Schreiben Sie aus dem Artikel über die Leipziger Energiewende den Abschnitt wortgetreu ab, beginnend bei „Leipzigs Stadtrat spekuliert“ und endend bei „Fernwärme produzieren soll.“.

### Dokumenttext
· · · ·
© JUNGE FREIHEIT Verlag GmbH & Co. KG www.jungefreiheit.de 36/19 / 30. August 2019

Ökologische Mogelpackung
Energiewende: Als erste sächsische Großstadt will Leipzig bis 2023 unabhängig von der Braunkohle sein
Paul Leonhard

Leipzigs Stadtrat spekuliert mit der Sicherheit seiner Bürger. Beschweren können sich die Leipziger aber nicht: Am 26. Mai verschafften sie Rot-Grün-Rot zusammen mit Piraten und „Die Partei“ eine solide 60-Prozent-Mehrheit. Und die will wie SPD-Oberbürgermeister Burkhard Jung, daß die sächsische Universitäts -und Messestadt bis Herbst 2022 unabhängig von der Braunkohle ist. Dafür wurde der Vertrag mit dem Braunkohlekraftwerk Lippendorf der Leag zum 30. September 2022 gekündigt. Als Ersatz soll im Süden Leipzigs ab August 2020 für 150 Millionen Euro ein zusätzliches Gaskraftwerk mit Kraft-Wärme-Kopplung (KWK) und einem angeblichen Wirkungsgrad von bis zu 90 Prozent errichtet werden, das mit seinen drei Turbinen bis zu 150 Megawatt (MW) Strom und bis zu 180 MW Fernwärme produzieren soll.
· · · ·
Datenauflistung
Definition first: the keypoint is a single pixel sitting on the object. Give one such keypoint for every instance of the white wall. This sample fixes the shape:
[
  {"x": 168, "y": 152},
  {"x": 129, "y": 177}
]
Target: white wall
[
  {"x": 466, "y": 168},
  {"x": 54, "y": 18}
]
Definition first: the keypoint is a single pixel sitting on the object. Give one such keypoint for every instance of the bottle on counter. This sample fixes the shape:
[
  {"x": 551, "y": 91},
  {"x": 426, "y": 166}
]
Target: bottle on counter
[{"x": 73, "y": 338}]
· · · ·
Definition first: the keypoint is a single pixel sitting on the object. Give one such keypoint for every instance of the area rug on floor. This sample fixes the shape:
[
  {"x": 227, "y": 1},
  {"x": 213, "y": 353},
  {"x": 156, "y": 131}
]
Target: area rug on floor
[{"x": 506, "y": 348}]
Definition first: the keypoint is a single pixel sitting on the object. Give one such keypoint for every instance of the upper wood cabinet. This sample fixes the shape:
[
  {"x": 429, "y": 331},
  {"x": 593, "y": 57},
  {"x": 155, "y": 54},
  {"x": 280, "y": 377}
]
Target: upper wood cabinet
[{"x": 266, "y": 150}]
· · · ·
### Ergebnis
Leipzigs Stadtrat spekuliert mit der Sicherheit seiner Bürger. Beschweren können sich die Leipziger aber nicht: Am 26. Mai verschafften sie Rot-Grün-Rot zusammen mit Piraten und „Die Partei“ eine solide 60-Prozent-Mehrheit. Und die will wie SPD-Oberbürgermeister Burkhard Jung, daß die sächsische Universitäts -und Messestadt bis Herbst 2022 unabhängig von der Braunkohle ist. Dafür wurde der Vertrag mit dem Braunkohlekraftwerk Lippendorf der Leag zum 30. September 2022 gekündigt. Als Ersatz soll im Süden Leipzigs ab August 2020 für 150 Millionen Euro ein zusätzliches Gaskraftwerk mit Kraft-Wärme-Kopplung (KWK) und einem angeblichen Wirkungsgrad von bis zu 90 Prozent errichtet werden, das mit seinen drei Turbinen bis zu 150 Megawatt (MW) Strom und bis zu 180 MW Fernwärme produzieren soll.